▸ Exercise task:
Format every line from the start of the entries up to and including the line containing "Provide the mask of the **pink t-shirt**." as a JSON list of strings, one string per line, skipping blank lines. Leave the pictures out.

▸ Dataset entries:
========
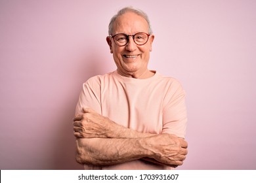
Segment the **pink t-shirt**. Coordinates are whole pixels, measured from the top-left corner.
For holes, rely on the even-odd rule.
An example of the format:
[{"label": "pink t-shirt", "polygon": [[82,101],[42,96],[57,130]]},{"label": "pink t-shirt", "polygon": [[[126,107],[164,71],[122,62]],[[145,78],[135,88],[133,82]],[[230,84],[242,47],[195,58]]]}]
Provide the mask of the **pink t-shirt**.
[{"label": "pink t-shirt", "polygon": [[[89,78],[76,107],[76,114],[89,107],[111,120],[140,132],[168,133],[184,138],[186,127],[185,92],[175,78],[156,72],[146,79],[119,75],[117,71]],[[135,160],[86,169],[170,169],[169,167]]]}]

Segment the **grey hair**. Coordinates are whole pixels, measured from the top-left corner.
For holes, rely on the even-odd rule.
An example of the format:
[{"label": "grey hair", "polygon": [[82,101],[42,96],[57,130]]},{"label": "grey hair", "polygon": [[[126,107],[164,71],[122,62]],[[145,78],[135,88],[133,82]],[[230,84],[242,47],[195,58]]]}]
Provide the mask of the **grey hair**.
[{"label": "grey hair", "polygon": [[148,19],[148,15],[143,12],[142,10],[134,8],[133,7],[127,7],[121,10],[119,10],[117,13],[114,15],[110,20],[110,24],[108,25],[108,35],[111,35],[113,33],[113,25],[114,23],[116,20],[116,19],[121,15],[125,14],[127,12],[133,12],[142,17],[143,17],[148,24],[148,33],[152,34],[153,33],[152,29],[151,28],[150,22]]}]

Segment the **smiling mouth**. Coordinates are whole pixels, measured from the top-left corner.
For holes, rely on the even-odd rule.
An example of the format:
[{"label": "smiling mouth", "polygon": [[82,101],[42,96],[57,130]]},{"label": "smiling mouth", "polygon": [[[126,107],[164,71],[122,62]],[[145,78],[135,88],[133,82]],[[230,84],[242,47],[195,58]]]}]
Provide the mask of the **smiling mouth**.
[{"label": "smiling mouth", "polygon": [[123,56],[127,58],[136,58],[138,56],[123,55]]}]

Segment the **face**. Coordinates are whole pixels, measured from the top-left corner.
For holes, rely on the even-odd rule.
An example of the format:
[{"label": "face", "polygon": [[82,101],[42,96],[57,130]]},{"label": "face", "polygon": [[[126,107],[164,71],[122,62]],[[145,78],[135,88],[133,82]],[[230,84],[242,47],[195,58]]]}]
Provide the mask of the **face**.
[{"label": "face", "polygon": [[[148,33],[148,25],[142,16],[131,12],[127,12],[119,16],[114,23],[113,34],[125,33],[134,35],[139,32]],[[148,75],[148,69],[150,52],[154,35],[149,37],[148,42],[141,46],[137,45],[132,37],[129,37],[128,43],[123,46],[116,44],[112,38],[108,37],[107,42],[110,48],[110,52],[117,67],[117,72],[121,75],[142,78]]]}]

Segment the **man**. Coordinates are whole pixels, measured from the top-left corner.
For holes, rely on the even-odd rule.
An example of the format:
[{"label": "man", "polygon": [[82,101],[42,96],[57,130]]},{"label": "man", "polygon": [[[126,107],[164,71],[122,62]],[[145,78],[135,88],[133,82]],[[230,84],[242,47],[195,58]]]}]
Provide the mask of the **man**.
[{"label": "man", "polygon": [[126,7],[106,41],[117,70],[89,79],[74,119],[78,163],[85,169],[171,169],[187,154],[184,92],[148,69],[154,35],[146,14]]}]

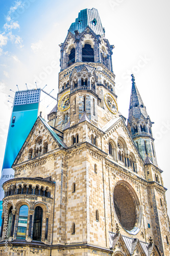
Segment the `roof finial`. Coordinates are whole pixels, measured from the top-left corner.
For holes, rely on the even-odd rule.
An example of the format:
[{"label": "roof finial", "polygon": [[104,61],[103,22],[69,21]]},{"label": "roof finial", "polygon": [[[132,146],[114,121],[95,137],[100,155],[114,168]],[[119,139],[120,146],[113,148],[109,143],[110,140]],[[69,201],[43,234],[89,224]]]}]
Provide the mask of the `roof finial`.
[{"label": "roof finial", "polygon": [[150,241],[150,244],[153,244],[153,239],[151,237],[150,237],[150,238],[149,239],[149,241]]},{"label": "roof finial", "polygon": [[131,77],[132,77],[132,83],[135,84],[135,77],[134,76],[134,75],[133,75],[133,74],[132,74]]},{"label": "roof finial", "polygon": [[117,223],[116,224],[116,234],[118,234],[120,232],[120,231],[119,231],[119,227],[118,226],[118,225]]}]

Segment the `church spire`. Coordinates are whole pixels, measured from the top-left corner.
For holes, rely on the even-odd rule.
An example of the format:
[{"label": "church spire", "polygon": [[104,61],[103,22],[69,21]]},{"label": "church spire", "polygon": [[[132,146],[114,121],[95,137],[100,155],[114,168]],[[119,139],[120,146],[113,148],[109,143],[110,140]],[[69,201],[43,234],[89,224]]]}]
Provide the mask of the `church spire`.
[{"label": "church spire", "polygon": [[129,110],[128,127],[144,161],[148,158],[157,165],[152,125],[142,98],[131,75],[132,87]]},{"label": "church spire", "polygon": [[135,77],[131,75],[132,87],[129,111],[129,121],[131,122],[133,117],[136,119],[140,119],[141,115],[145,118],[148,117],[146,108],[139,94],[135,83]]}]

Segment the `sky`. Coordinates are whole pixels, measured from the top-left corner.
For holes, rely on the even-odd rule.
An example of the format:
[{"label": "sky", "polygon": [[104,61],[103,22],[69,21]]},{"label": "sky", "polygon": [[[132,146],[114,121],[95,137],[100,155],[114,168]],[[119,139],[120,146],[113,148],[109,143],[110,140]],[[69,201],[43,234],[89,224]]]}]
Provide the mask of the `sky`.
[{"label": "sky", "polygon": [[[105,37],[114,45],[118,106],[128,118],[133,74],[148,114],[154,122],[157,161],[163,171],[170,214],[169,0],[0,0],[0,168],[13,97],[43,88],[57,97],[60,47],[81,10],[98,10]],[[11,90],[12,91],[10,91]],[[12,102],[12,103],[11,103]]]}]

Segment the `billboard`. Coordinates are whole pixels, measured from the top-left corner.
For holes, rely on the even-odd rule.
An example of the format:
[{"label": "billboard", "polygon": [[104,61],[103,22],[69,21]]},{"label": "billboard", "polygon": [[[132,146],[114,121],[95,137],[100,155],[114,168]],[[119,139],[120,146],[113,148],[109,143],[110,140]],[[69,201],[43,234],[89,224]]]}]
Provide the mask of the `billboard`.
[{"label": "billboard", "polygon": [[15,93],[0,180],[0,227],[4,197],[3,184],[14,177],[11,166],[40,112],[47,120],[47,114],[56,104],[56,99],[40,89]]}]

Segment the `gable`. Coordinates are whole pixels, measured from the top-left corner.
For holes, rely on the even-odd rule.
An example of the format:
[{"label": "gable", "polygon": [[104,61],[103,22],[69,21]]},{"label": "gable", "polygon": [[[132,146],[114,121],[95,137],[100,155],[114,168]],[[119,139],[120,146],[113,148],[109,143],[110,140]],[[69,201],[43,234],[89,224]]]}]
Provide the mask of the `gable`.
[{"label": "gable", "polygon": [[38,117],[16,157],[13,165],[49,154],[50,152],[60,147],[67,147],[46,121]]},{"label": "gable", "polygon": [[105,140],[109,140],[110,138],[112,138],[113,141],[115,140],[114,142],[116,144],[117,144],[118,140],[122,140],[122,143],[121,144],[122,144],[122,146],[128,147],[127,151],[129,153],[131,152],[133,152],[143,162],[131,135],[122,117],[111,119],[102,127],[102,130],[106,134],[104,136]]}]

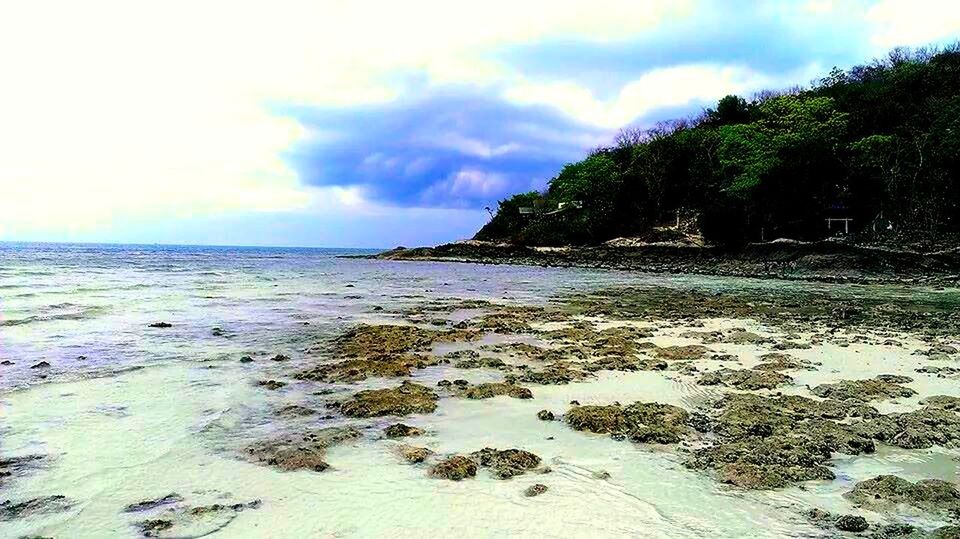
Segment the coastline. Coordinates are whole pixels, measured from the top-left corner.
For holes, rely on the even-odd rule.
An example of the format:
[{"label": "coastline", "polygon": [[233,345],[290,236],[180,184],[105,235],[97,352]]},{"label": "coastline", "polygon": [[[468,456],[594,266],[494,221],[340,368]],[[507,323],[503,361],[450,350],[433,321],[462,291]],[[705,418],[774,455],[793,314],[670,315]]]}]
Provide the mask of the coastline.
[{"label": "coastline", "polygon": [[780,240],[728,249],[667,243],[630,247],[527,247],[468,240],[436,247],[397,247],[376,255],[351,258],[584,267],[838,283],[955,285],[960,282],[960,249],[920,253],[835,241]]}]

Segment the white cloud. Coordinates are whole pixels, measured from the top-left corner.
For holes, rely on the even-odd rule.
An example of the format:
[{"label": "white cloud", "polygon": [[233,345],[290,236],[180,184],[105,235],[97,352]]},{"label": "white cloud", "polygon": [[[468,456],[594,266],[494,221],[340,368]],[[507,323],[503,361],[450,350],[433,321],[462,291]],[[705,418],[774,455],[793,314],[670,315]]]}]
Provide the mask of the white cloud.
[{"label": "white cloud", "polygon": [[615,129],[657,109],[713,101],[728,94],[750,94],[805,80],[791,73],[773,78],[745,66],[688,64],[654,69],[629,82],[608,100],[598,99],[575,82],[520,83],[504,96],[523,104],[545,104],[593,125]]},{"label": "white cloud", "polygon": [[[700,3],[5,2],[0,237],[9,230],[109,227],[131,218],[373,211],[362,191],[305,187],[283,153],[305,137],[337,133],[307,133],[268,106],[390,101],[404,97],[404,77],[411,74],[433,85],[497,88],[512,101],[546,104],[609,128],[658,107],[781,85],[747,67],[689,64],[640,74],[602,100],[575,78],[528,80],[487,56],[538,40],[625,40],[695,15]],[[838,4],[811,0],[807,7],[826,13]],[[922,43],[957,32],[960,3],[882,0],[866,22],[878,44]],[[517,150],[439,136],[469,155]],[[557,136],[570,144],[572,135]],[[601,142],[579,136],[584,146]],[[394,165],[398,173],[425,166]],[[454,194],[497,188],[494,176],[463,174],[444,188]]]},{"label": "white cloud", "polygon": [[960,39],[956,0],[880,0],[867,11],[873,43],[881,49]]}]

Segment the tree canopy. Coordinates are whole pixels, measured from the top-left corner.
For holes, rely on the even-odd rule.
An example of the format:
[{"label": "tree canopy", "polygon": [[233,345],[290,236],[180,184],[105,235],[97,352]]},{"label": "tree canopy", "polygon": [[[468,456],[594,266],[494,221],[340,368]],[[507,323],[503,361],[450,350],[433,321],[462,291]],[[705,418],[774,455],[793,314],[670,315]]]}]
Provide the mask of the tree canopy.
[{"label": "tree canopy", "polygon": [[[582,208],[555,211],[572,201]],[[696,118],[624,131],[544,192],[501,201],[476,238],[599,243],[678,211],[723,244],[819,239],[835,216],[862,237],[960,233],[960,46],[896,49],[806,89],[726,96]]]}]

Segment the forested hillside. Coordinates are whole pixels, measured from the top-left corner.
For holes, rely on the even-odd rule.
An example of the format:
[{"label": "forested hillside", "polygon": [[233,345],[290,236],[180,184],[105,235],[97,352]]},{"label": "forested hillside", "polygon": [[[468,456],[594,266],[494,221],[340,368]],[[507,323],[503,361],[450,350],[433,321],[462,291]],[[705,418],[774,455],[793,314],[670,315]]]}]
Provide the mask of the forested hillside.
[{"label": "forested hillside", "polygon": [[545,192],[501,201],[476,239],[597,244],[678,216],[728,245],[844,226],[867,241],[956,237],[960,46],[897,49],[806,89],[727,96],[696,118],[623,131]]}]

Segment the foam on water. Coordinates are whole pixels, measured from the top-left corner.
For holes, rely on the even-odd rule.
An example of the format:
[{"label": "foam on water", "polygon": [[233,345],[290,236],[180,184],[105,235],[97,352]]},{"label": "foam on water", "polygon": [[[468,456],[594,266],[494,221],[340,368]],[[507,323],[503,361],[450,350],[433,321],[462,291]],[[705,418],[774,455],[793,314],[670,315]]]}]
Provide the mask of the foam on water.
[{"label": "foam on water", "polygon": [[[955,291],[663,277],[578,269],[468,264],[395,263],[334,258],[322,250],[170,248],[145,246],[3,245],[0,247],[0,455],[48,455],[5,485],[2,498],[62,494],[69,511],[0,522],[0,536],[136,536],[147,515],[124,513],[140,500],[179,493],[190,505],[261,500],[255,510],[198,524],[191,535],[291,536],[541,536],[541,537],[780,537],[817,536],[799,514],[811,507],[850,512],[841,497],[852,482],[878,473],[910,479],[956,479],[955,453],[883,449],[838,456],[838,480],[804,489],[743,492],[685,469],[671,451],[574,432],[536,418],[540,409],[565,412],[570,402],[658,401],[692,408],[716,389],[675,373],[601,373],[563,386],[532,386],[533,400],[442,399],[436,413],[405,418],[428,431],[415,442],[439,454],[483,447],[520,447],[544,459],[552,472],[499,481],[481,472],[470,481],[430,479],[421,466],[401,462],[396,442],[377,433],[390,422],[360,422],[363,438],[332,448],[323,473],[280,472],[240,458],[241,449],[278,429],[316,425],[312,417],[280,422],[287,404],[322,409],[327,399],[359,388],[394,385],[371,379],[314,395],[309,383],[264,391],[258,379],[282,376],[288,366],[265,361],[275,353],[304,361],[302,351],[359,321],[393,321],[391,312],[447,298],[543,303],[549,297],[609,285],[695,287],[736,292],[776,287],[862,298],[868,295],[931,301]],[[375,311],[374,307],[384,311]],[[452,320],[475,315],[454,312]],[[69,315],[69,316],[68,316]],[[149,328],[168,321],[173,327]],[[759,323],[709,320],[706,327]],[[219,327],[224,336],[214,335]],[[692,344],[684,328],[659,333],[658,344]],[[791,373],[802,392],[837,378],[907,374],[916,365],[908,346],[817,346],[792,354],[823,363]],[[483,342],[498,342],[488,337]],[[450,346],[447,349],[455,349]],[[759,362],[750,346],[711,345]],[[441,348],[442,350],[442,348]],[[237,362],[243,354],[254,365]],[[30,369],[41,360],[49,369]],[[142,367],[142,368],[141,368]],[[495,371],[431,367],[414,378],[496,380]],[[920,394],[884,404],[909,409],[932,394],[957,394],[955,379],[923,377],[909,384]],[[299,423],[297,423],[299,421]],[[597,479],[605,471],[609,479]],[[544,483],[535,498],[523,490]],[[874,516],[873,518],[880,518]]]}]

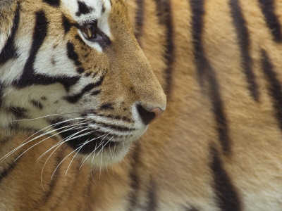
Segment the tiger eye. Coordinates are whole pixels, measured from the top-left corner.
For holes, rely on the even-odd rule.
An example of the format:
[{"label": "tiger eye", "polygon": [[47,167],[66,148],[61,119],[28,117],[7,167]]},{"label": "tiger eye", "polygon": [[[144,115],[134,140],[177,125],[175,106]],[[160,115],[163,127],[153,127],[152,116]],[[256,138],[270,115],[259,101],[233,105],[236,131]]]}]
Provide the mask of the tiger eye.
========
▸ Correct response:
[
  "Segment the **pink t-shirt**. Coordinates are whole pixels, measured from the top-left corner.",
  "For holes, rely on the even-odd rule.",
  "An example of the format:",
  "[{\"label\": \"pink t-shirt\", \"polygon\": [[82,101],[42,96],[57,130]]},{\"label\": \"pink t-shirt\", \"polygon\": [[[126,107],[164,71],[122,62]],[[145,78],[135,88],[133,82]],[[230,84],[242,47],[195,58]]]}]",
  "Provide the mask of the **pink t-shirt**."
]